Durante mi primera visita al museo Guggenheim de Bilbao hubo muchas cosas que me decepcionaron. Esperaba grandes cosas de un museo de arte contemporáneo recién inaugurado, más, sin duda, de las que humanamente podría ofrecer el Guggenheim, por muy moderno y muy revolucionario que fuera. Creo que esa desilusión fue, por distintos motivos, algo común a muchos de sus visitantes; después de aceptar, de mejor o peor grado, la extraña arquitectura plateada, después de descubrir sus méritos y de convertirlo en enseña y símbolo de la ciudad, se exigía mucho de sus obras de arte.

En pocos casos se trataba de arte convencional. Los cuadros anteriores a este siglo hablan de una reproducción fiel de la realidad, y esta, por muy horrible que sea, siempre tranquiliza. El arte que se aleja de lo figurativo desconcierta, inquieta. Despierta en el espectador la desagradable sensación de no estar entendiendo nada; si ese cuadro, si esa instalación ha logrado su lugar en un museo se debe, en teoría, a que esconde cierto mérito. Y no descubrirlo en cajas vacías o en habitaciones revueltas nos deja fuera del lenguaje artístico, fuera de una sensibilidad que está bien visto ostentar. A nadie le gusta que le tomen por tonto. Y, aparte, quedaba la cuestión de si aquellas obras contaban con más valor que su capacidad para sorprender, indignar o escandalizar.

Hace poco de ello, y sin embargo, parece que el museo hubiera formado parte de Bilbao toda la vida. Es curioso que el presente sea capaz de crear elementos que hayan estado ahí desde siempre. De aquella toma de contacto, sin embargo, hubo algo que me encantó sin peros: La habitación de la madre, de F. Clemente. Aquellas pinturas inmensas, a medio camino entre los lienzos y los frescos, que cubrían las paredes de toda una sala, no tenían nada que ver con lo que exponía en aquel momento. El trazo de Clemente poseía la furia precisa para la modernidad, pero también un profundo conocimiento de la simbología y del instinto humano. Como en una pesadilla largamente sufrida, las formas se retorcían, y los miedos y la fascinación instintiva hacia la mujer permeaba aquella habitación. Un pavor antropológico que revelaba que el autor escondía mucho más que un dibujante de raza.

*DATOS PROPORCIONADOS:*
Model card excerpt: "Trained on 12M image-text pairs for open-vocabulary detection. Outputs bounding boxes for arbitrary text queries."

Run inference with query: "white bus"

*PREGUNTAS:*
1. Según el texto sobre el museo Guggenheim de Bilbao, ¿qué obra encantó sin peros en aquella primera visita?
2. Copia al pie de la letra el pasaje del texto sobre el museo Guggenheim de Bilbao que comienza con "Hace poco de" y sigue hasta "dibujante de raza.".
3. Retoma el texto sobre el museo Guggenheim de Bilbao y escribe lo que sigue a su última frase.
Estos datos proceden de una fuente distinta.

*RESPUESTAS:*
1. La habitación de la madre, de F. Clemente.

2.
Hace poco de ello, y sin embargo, parece que el museo hubiera formado parte de Bilbao toda la vida. Es curioso que el presente sea capaz de crear elementos que hayan estado ahí desde siempre. De aquella toma de contacto, sin embargo, hubo algo que me encantó sin peros: La habitación de la madre, de F. Clemente. Aquellas pinturas inmensas, a medio camino entre los lienzos y los frescos, que cubrían las paredes de toda una sala, no tenían nada que ver con lo que exponía en aquel momento. El trazo de Clemente poseía la furia precisa para la modernidad, pero también un profundo conocimiento de la simbología y del instinto humano. Como en una pesadilla largamente sufrida, las formas se retorcían, y los miedos y la fascinación instintiva hacia la mujer permeaba aquella habitación. Un pavor antropológico que revelaba que el autor escondía mucho más que un dibujante de raza.

3.
Era la primera vez que escuchaba el nombre de Clemente, que más tarde se ha repetido una y otra vez. Autor italiano, joven aún, el vago exotismo de sus pinturas podría explicarse por su profunda vinculación a Oriente, a la India, sobre todo. Los últimos veinte años le han propulsado no sólo a la prosperidad, sino también a la fama, y parece haberse deshecho con bien de las dictaduras del éxito. Supe luego que era un compulsivo lector, especialmente de los poetas del siglo XX.

Aprovechando el interés actual en el arte italiano, el país estrella en Arco este año, el Museo Guggenheim expone una muestra amplia y significativa de Clemente. La primavera y la nueva luz no podrían casar mejor con el colorido de sus imágenes, vivas, rotundas, casi nunca serenas.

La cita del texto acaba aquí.